● **EXERCISE DATA**
════════

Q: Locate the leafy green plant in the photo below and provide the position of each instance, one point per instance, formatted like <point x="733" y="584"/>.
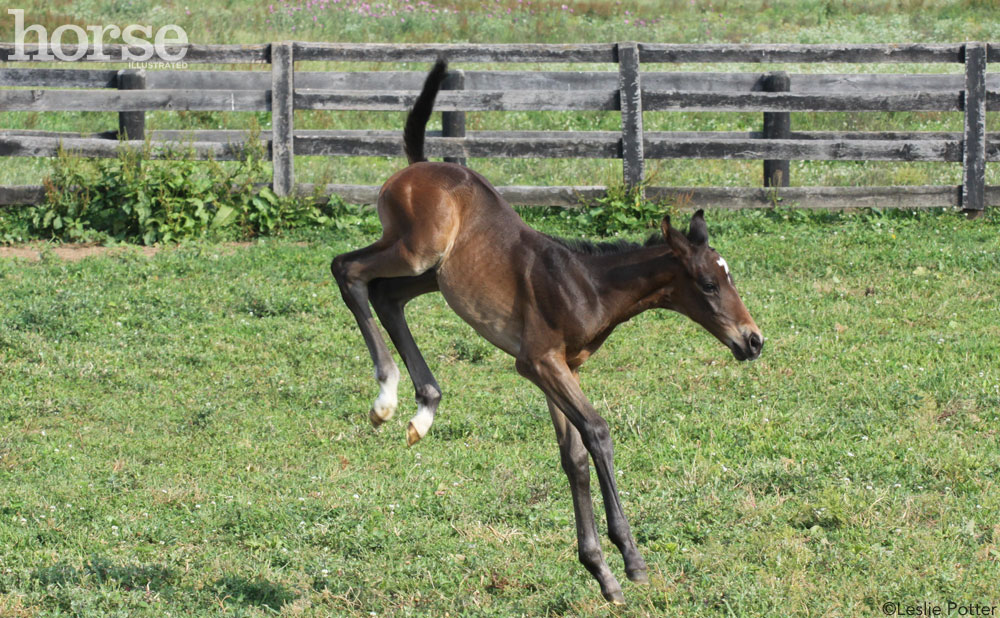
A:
<point x="134" y="198"/>
<point x="620" y="210"/>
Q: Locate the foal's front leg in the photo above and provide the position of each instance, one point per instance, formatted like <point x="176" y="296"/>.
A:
<point x="550" y="372"/>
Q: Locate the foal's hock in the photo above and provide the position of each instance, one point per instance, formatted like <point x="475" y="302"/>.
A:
<point x="547" y="302"/>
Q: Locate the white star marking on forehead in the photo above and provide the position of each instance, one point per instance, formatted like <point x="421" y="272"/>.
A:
<point x="722" y="262"/>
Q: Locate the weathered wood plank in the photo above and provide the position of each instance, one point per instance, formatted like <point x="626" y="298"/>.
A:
<point x="191" y="53"/>
<point x="458" y="52"/>
<point x="34" y="146"/>
<point x="875" y="53"/>
<point x="472" y="145"/>
<point x="790" y="102"/>
<point x="59" y="78"/>
<point x="455" y="101"/>
<point x="807" y="150"/>
<point x="134" y="101"/>
<point x="906" y="197"/>
<point x="282" y="118"/>
<point x="567" y="81"/>
<point x="974" y="152"/>
<point x="630" y="89"/>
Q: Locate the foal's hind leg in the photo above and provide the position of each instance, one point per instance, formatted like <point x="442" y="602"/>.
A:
<point x="353" y="271"/>
<point x="576" y="464"/>
<point x="389" y="296"/>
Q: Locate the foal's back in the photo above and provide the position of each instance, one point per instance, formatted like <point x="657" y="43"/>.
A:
<point x="452" y="221"/>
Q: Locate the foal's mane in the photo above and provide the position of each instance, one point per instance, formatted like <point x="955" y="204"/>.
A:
<point x="589" y="247"/>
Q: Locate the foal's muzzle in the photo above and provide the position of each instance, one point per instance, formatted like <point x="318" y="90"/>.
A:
<point x="749" y="348"/>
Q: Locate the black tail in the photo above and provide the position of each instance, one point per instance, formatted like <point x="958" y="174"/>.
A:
<point x="416" y="121"/>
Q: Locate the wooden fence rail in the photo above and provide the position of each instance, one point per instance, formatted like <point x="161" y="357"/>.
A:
<point x="629" y="90"/>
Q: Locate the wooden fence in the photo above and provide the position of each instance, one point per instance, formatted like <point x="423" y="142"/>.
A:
<point x="628" y="90"/>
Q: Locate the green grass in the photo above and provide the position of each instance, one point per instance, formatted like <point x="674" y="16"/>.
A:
<point x="188" y="434"/>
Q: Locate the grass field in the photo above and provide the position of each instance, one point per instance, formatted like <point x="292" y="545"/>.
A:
<point x="187" y="434"/>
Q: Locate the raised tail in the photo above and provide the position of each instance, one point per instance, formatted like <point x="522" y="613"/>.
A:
<point x="416" y="121"/>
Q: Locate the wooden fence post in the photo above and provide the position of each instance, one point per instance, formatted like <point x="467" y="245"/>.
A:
<point x="282" y="110"/>
<point x="633" y="166"/>
<point x="132" y="125"/>
<point x="777" y="125"/>
<point x="974" y="144"/>
<point x="453" y="123"/>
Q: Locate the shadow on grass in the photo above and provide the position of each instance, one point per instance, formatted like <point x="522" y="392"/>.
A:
<point x="103" y="571"/>
<point x="257" y="591"/>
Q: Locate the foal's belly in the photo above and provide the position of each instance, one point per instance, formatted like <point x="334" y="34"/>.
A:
<point x="484" y="298"/>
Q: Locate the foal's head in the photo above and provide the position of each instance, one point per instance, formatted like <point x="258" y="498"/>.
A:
<point x="705" y="291"/>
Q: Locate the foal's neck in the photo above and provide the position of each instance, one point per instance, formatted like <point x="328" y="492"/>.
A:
<point x="635" y="280"/>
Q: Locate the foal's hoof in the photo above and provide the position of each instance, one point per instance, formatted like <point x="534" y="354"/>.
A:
<point x="412" y="435"/>
<point x="614" y="596"/>
<point x="638" y="577"/>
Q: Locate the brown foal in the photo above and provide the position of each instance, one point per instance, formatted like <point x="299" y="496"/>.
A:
<point x="547" y="302"/>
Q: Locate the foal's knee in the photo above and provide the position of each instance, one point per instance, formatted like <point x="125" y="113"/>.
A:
<point x="338" y="268"/>
<point x="589" y="554"/>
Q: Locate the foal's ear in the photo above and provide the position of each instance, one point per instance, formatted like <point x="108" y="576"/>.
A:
<point x="680" y="245"/>
<point x="698" y="231"/>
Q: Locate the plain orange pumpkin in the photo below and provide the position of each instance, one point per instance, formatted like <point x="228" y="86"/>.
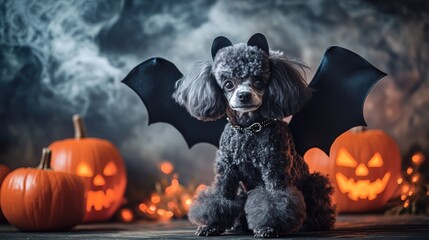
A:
<point x="4" y="170"/>
<point x="364" y="166"/>
<point x="99" y="164"/>
<point x="40" y="199"/>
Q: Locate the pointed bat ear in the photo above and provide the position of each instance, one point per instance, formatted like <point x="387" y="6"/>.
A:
<point x="219" y="43"/>
<point x="258" y="40"/>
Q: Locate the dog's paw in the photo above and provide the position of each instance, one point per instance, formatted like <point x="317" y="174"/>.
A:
<point x="267" y="233"/>
<point x="209" y="231"/>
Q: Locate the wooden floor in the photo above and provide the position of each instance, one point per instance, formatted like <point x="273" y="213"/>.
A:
<point x="356" y="226"/>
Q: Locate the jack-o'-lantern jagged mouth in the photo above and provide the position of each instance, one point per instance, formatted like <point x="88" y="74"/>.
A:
<point x="98" y="200"/>
<point x="361" y="189"/>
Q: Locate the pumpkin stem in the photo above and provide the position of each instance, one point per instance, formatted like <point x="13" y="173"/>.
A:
<point x="45" y="162"/>
<point x="79" y="127"/>
<point x="358" y="129"/>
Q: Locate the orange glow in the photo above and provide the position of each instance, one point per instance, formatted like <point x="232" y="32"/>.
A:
<point x="84" y="170"/>
<point x="345" y="159"/>
<point x="110" y="169"/>
<point x="361" y="170"/>
<point x="415" y="178"/>
<point x="407" y="203"/>
<point x="99" y="180"/>
<point x="418" y="158"/>
<point x="167" y="167"/>
<point x="376" y="161"/>
<point x="400" y="180"/>
<point x="143" y="207"/>
<point x="361" y="189"/>
<point x="151" y="209"/>
<point x="127" y="215"/>
<point x="405" y="188"/>
<point x="200" y="187"/>
<point x="173" y="188"/>
<point x="171" y="205"/>
<point x="161" y="212"/>
<point x="155" y="199"/>
<point x="99" y="199"/>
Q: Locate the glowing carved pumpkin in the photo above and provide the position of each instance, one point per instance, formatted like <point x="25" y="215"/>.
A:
<point x="364" y="166"/>
<point x="40" y="199"/>
<point x="4" y="171"/>
<point x="99" y="163"/>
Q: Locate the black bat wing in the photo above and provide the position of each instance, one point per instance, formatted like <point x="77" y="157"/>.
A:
<point x="154" y="81"/>
<point x="341" y="84"/>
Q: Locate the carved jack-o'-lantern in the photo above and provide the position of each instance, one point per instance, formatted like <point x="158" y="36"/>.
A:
<point x="100" y="165"/>
<point x="364" y="166"/>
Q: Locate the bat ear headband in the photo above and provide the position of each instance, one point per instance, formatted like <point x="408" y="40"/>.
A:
<point x="219" y="43"/>
<point x="257" y="40"/>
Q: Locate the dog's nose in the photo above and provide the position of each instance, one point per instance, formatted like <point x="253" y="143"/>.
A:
<point x="244" y="96"/>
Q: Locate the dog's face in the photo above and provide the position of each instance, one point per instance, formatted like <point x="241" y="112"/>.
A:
<point x="242" y="72"/>
<point x="244" y="77"/>
<point x="244" y="94"/>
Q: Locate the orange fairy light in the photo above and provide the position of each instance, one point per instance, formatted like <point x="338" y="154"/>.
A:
<point x="126" y="215"/>
<point x="200" y="187"/>
<point x="400" y="180"/>
<point x="155" y="199"/>
<point x="415" y="178"/>
<point x="167" y="167"/>
<point x="407" y="203"/>
<point x="143" y="207"/>
<point x="417" y="158"/>
<point x="405" y="188"/>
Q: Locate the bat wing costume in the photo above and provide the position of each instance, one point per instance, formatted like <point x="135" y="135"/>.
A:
<point x="340" y="86"/>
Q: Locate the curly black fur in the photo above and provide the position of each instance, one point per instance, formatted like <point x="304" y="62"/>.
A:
<point x="282" y="196"/>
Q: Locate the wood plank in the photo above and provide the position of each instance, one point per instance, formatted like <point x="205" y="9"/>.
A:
<point x="347" y="226"/>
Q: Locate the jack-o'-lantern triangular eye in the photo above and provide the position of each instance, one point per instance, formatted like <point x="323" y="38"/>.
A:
<point x="84" y="170"/>
<point x="110" y="169"/>
<point x="376" y="161"/>
<point x="345" y="159"/>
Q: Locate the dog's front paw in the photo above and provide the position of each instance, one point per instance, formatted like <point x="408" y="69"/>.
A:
<point x="267" y="233"/>
<point x="209" y="231"/>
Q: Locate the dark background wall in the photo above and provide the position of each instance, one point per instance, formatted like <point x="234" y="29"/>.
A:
<point x="58" y="58"/>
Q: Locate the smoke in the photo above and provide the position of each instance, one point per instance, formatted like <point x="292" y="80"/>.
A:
<point x="64" y="57"/>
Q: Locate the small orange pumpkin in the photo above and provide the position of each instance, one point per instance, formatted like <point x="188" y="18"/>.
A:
<point x="99" y="164"/>
<point x="40" y="199"/>
<point x="4" y="170"/>
<point x="364" y="166"/>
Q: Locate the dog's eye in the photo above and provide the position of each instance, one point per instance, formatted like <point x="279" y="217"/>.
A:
<point x="258" y="84"/>
<point x="228" y="85"/>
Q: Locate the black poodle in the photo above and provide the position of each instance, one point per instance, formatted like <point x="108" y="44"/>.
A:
<point x="261" y="183"/>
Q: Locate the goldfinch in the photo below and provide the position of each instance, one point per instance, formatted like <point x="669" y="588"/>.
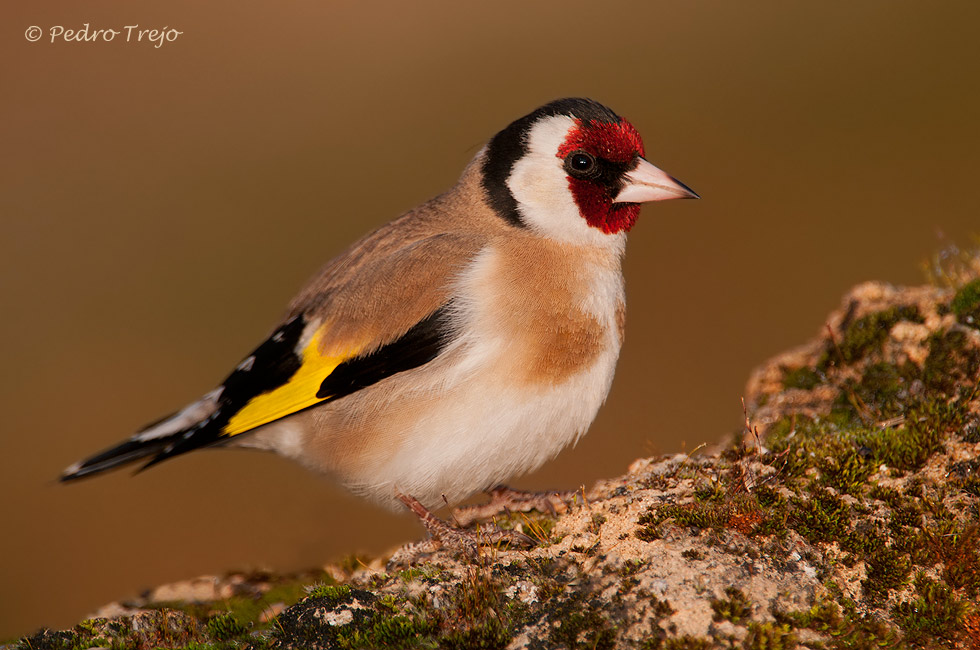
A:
<point x="464" y="343"/>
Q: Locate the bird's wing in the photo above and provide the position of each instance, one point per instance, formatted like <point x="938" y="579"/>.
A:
<point x="382" y="308"/>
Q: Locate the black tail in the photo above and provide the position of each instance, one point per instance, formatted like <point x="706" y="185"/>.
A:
<point x="122" y="454"/>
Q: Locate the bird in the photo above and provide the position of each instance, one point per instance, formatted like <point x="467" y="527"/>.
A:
<point x="464" y="343"/>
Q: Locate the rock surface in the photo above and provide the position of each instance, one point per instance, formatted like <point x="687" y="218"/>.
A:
<point x="846" y="516"/>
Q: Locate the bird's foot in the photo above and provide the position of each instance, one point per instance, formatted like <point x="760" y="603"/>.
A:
<point x="505" y="500"/>
<point x="445" y="535"/>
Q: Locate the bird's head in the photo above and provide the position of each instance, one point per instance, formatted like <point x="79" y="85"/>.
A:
<point x="573" y="170"/>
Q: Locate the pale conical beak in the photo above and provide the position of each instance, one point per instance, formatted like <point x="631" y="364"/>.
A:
<point x="648" y="183"/>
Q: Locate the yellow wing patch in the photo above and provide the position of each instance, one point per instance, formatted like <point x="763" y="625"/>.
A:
<point x="295" y="395"/>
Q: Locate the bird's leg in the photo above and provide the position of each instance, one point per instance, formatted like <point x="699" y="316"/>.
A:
<point x="459" y="539"/>
<point x="504" y="499"/>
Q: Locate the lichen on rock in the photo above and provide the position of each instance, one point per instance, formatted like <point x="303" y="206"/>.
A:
<point x="844" y="516"/>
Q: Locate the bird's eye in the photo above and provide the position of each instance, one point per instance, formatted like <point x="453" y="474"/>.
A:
<point x="579" y="164"/>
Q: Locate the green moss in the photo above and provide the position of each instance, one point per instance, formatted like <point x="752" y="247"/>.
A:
<point x="769" y="636"/>
<point x="935" y="614"/>
<point x="225" y="627"/>
<point x="735" y="608"/>
<point x="966" y="304"/>
<point x="580" y="626"/>
<point x="822" y="517"/>
<point x="391" y="632"/>
<point x="331" y="595"/>
<point x="887" y="569"/>
<point x="866" y="335"/>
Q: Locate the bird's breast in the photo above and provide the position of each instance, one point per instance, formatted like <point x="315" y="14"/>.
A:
<point x="552" y="311"/>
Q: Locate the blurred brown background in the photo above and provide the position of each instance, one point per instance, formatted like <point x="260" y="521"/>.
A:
<point x="159" y="206"/>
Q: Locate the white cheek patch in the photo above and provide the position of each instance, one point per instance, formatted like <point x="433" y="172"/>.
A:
<point x="539" y="184"/>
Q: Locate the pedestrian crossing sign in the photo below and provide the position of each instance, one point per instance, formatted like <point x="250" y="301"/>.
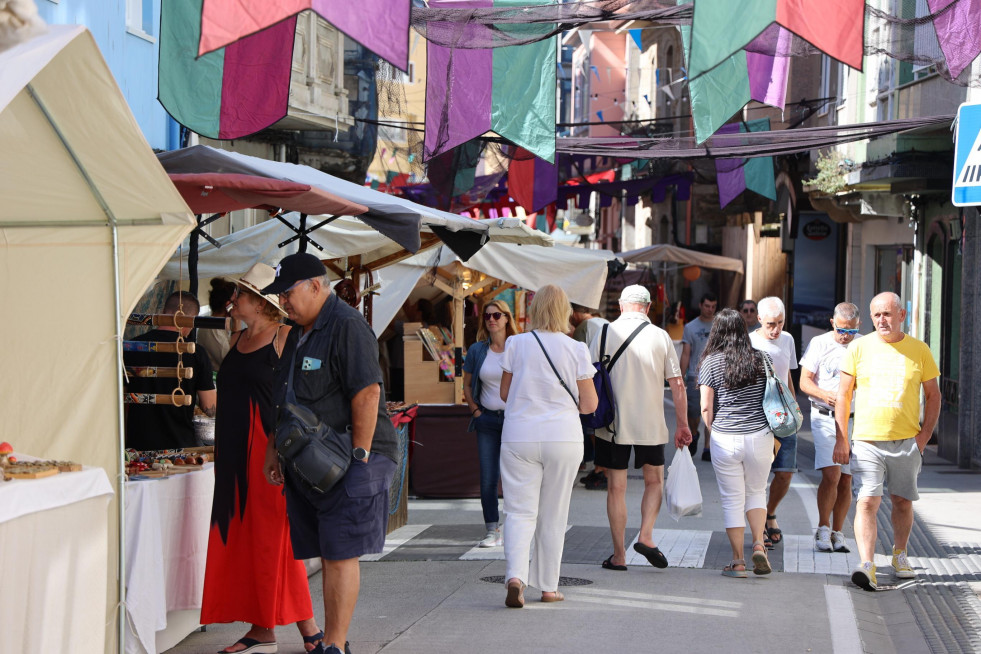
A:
<point x="966" y="191"/>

════════

● **AIM**
Reproduce exactly, and only, the lines from the one containing "Q: Locate the green moss" through the last line of the records above, both included, leaving out any pictures.

● **COMPLETED TASK**
Q: Locate the green moss in the photo above and provide the position of each instance, one point per instance, formatted like <point x="752" y="247"/>.
A:
<point x="769" y="636"/>
<point x="935" y="614"/>
<point x="225" y="627"/>
<point x="735" y="608"/>
<point x="966" y="304"/>
<point x="580" y="626"/>
<point x="822" y="517"/>
<point x="391" y="632"/>
<point x="331" y="595"/>
<point x="887" y="569"/>
<point x="866" y="335"/>
Q: Locate the bird's breast in the photo above and provide the position of each instance, one point per instance, formatted like <point x="315" y="14"/>.
A:
<point x="552" y="311"/>
Q: Locate the blurred brown background in the photo above and provide the position of each instance, one point per instance, formatted like <point x="260" y="521"/>.
A:
<point x="159" y="206"/>
Q: Locate the white cheek patch in the photo above and provide the position of each instance, one point per instance, formatted like <point x="433" y="172"/>.
A:
<point x="539" y="184"/>
Q: Locate the pedestrian crossing sign in the photo below and provide the position of each instance, one point per instance, formatted like <point x="250" y="301"/>.
A:
<point x="966" y="191"/>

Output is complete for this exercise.